Task description — Scan the data for "queried" and copy the lines it appears in.

[Opening Data records section]

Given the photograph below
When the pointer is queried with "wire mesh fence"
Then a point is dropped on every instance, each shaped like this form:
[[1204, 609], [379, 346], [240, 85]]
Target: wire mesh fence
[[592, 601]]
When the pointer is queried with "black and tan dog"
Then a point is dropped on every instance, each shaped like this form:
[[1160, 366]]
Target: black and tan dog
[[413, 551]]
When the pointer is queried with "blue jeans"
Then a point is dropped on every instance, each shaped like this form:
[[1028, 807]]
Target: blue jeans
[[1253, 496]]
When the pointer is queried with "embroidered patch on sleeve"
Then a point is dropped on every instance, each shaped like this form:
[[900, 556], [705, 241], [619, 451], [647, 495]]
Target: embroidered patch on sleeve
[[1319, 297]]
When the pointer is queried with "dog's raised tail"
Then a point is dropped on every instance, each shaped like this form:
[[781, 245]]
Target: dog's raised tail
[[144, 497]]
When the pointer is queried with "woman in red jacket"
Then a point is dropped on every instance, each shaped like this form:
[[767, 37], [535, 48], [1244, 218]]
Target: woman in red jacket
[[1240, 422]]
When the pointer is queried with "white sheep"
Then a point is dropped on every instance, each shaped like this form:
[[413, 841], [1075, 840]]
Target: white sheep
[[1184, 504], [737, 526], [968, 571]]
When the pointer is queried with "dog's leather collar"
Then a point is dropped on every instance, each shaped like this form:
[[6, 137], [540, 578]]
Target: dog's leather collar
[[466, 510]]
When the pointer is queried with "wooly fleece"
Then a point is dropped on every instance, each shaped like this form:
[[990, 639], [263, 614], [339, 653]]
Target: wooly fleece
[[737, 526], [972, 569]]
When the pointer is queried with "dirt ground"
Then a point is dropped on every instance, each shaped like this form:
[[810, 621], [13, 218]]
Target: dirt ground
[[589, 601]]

[Closing Data records section]

Completed task —
When the pointer is queried with "wire mesh fence"
When the pointer is queried with "black and tan dog"
When the pointer is queried with "blue jeans"
When the pointer is queried with "embroidered patch on sleeve"
When the pointer is queried with "dog's raised tail"
When the pointer is queried with "woman in red jacket"
When the pointer is queried with "white sheep"
When the pointer is queried with "dog's leather collar"
When the pointer is queried with "wooly fleece"
When the pointer is queried with "dirt ground"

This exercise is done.